三重テレビ『ゲンキみえ生き活きリポート』2018年8月19日

藤堂高虎により築城され、天空の城として注目をあびる赤木城跡の周囲に広がる紀和町西山地区は、急激に過疎高齢化
住民のうち65歳以上が7割を超えます。
そんな西山地区の地域の課題解決につなげようと、『赤木城とふるさとの会』が中心となり始めたのが『国際ワークキャンプin熊野』!
海外や都市部からボランティアを受け入れ、地域に滞在して住民と交流する中で、新しい可能性を見出していこうという試みです!

藤堂高虎によって築城され、天空の城と注目を浴びる赤木城跡。
その周囲に広がるのが西山地区。
5つの集落から構成される地域は、すべてが標高200メートル以上。
過疎高齢化が急激に進み、現在の高齢化率は75.5%。
全国平均の3倍近い数字です。

 

そんな西山地区に、海外や都市部からのボランティアを受け入れ、地域の課題を解決しようと、昨年からはじめられたのが、『国際ワークキャンプin熊野』。
今年は2018年8月1日~10日開催。

データ抜粋:
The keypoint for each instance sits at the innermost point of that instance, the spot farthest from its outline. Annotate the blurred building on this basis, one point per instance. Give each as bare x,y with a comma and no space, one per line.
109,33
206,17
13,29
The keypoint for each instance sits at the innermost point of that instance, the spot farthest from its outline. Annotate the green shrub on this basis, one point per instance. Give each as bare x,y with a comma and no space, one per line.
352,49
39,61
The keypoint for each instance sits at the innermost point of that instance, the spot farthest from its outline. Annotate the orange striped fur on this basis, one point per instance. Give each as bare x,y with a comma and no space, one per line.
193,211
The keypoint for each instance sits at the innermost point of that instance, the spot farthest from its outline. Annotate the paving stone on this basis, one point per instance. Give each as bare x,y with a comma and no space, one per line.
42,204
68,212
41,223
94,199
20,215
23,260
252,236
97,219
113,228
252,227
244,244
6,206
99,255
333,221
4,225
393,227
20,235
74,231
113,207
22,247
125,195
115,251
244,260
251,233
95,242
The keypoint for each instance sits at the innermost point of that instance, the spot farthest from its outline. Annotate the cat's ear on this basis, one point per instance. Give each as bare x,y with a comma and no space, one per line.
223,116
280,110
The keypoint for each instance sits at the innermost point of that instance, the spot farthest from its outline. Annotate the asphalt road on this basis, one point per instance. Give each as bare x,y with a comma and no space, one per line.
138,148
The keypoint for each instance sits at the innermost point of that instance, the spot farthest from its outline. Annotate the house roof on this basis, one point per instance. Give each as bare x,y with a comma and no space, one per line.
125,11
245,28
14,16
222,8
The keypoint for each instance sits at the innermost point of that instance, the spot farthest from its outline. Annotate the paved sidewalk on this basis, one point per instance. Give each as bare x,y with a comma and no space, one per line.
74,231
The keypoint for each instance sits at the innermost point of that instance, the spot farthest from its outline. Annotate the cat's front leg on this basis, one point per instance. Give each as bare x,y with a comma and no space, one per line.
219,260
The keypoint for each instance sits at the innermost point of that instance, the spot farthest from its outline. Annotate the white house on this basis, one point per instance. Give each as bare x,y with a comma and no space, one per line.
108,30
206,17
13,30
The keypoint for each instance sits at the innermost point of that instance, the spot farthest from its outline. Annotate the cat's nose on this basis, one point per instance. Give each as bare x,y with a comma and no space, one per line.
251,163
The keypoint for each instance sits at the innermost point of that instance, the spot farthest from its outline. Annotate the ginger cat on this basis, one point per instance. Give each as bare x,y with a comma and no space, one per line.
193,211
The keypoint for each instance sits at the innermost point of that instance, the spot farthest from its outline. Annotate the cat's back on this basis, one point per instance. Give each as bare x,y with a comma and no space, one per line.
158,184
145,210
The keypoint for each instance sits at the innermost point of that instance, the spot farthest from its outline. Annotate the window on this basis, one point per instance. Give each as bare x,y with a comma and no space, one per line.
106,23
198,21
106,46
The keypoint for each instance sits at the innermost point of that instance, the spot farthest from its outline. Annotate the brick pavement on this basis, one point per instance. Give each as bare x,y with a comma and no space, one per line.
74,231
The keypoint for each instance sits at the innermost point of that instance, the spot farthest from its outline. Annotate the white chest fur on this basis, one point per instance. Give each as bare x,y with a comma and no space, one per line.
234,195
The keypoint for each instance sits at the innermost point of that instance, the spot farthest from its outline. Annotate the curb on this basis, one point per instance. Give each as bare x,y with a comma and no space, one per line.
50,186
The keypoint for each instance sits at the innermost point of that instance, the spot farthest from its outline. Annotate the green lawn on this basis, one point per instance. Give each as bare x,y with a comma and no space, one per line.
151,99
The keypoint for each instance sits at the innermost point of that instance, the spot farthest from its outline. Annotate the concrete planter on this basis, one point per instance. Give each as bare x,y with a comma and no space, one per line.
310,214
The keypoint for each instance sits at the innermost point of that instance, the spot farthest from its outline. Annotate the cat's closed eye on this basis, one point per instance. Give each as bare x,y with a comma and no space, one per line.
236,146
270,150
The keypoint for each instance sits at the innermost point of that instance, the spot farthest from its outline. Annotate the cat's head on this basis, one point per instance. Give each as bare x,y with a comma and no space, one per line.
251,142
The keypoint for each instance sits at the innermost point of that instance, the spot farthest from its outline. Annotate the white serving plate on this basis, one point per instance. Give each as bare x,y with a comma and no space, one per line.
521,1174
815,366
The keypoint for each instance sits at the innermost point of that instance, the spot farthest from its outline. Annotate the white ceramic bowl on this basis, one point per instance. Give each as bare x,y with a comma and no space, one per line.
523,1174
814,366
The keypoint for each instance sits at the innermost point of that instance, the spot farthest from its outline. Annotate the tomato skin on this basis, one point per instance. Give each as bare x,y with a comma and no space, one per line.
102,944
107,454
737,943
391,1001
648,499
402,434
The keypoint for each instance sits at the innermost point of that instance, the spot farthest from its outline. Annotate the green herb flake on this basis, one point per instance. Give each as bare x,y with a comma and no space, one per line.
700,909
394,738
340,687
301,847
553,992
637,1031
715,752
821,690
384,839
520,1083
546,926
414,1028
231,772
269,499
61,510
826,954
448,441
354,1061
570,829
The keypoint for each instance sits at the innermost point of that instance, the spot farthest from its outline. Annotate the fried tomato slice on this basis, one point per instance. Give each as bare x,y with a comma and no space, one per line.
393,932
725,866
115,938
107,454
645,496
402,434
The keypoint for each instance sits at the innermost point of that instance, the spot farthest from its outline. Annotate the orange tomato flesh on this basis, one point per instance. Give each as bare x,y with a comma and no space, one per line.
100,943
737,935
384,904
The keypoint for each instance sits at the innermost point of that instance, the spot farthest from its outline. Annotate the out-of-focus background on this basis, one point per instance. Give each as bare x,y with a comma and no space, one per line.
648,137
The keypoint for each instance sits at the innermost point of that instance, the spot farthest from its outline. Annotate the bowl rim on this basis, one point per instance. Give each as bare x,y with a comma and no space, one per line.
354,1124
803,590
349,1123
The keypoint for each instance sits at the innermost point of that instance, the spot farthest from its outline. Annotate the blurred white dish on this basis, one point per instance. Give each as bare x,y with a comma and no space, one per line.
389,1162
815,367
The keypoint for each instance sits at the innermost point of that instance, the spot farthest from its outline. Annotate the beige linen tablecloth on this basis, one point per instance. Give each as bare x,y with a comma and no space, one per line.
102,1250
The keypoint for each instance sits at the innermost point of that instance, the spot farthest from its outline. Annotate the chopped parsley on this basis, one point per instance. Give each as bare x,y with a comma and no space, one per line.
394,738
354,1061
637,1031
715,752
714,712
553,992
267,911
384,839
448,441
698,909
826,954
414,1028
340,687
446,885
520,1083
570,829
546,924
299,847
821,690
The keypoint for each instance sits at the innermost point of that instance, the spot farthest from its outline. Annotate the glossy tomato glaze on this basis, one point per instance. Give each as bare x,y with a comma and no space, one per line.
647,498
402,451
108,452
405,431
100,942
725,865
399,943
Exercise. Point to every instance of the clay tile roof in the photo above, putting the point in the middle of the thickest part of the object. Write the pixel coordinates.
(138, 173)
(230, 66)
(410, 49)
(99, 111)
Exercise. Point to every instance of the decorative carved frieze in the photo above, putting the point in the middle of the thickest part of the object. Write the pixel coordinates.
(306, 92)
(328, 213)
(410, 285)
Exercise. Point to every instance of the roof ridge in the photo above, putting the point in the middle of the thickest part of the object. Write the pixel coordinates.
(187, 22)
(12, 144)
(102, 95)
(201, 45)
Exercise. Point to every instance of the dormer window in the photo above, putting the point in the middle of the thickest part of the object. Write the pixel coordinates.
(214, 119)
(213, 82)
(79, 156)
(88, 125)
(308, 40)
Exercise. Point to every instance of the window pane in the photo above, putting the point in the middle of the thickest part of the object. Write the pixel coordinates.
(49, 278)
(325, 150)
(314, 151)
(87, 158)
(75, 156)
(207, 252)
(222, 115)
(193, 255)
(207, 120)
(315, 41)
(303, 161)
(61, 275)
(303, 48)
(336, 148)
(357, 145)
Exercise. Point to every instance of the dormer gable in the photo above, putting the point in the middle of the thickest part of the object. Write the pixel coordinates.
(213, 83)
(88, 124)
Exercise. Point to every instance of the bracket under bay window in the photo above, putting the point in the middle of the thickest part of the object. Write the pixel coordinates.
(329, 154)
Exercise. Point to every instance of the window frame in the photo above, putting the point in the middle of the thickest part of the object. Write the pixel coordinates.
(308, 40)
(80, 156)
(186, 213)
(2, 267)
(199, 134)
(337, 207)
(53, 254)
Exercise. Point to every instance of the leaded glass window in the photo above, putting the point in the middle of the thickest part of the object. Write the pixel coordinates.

課題:
上の本文の「海外や都市部からボランティア」から「過疎高齢化が急激に進み、現在の高齢化率は75.5%。」までを、両端も含めて一字一句そのまま書き写すこと。

解答:
海外や都市部からボランティアを受け入れ、地域に滞在して住民と交流する中で、新しい可能性を見出していこうという試みです!

藤堂高虎によって築城され、天空の城と注目を浴びる赤木城跡。
その周囲に広がるのが西山地区。
5つの集落から構成される地域は、すべてが標高200メートル以上。
過疎高齢化が急激に進み、現在の高齢化率は75.5%。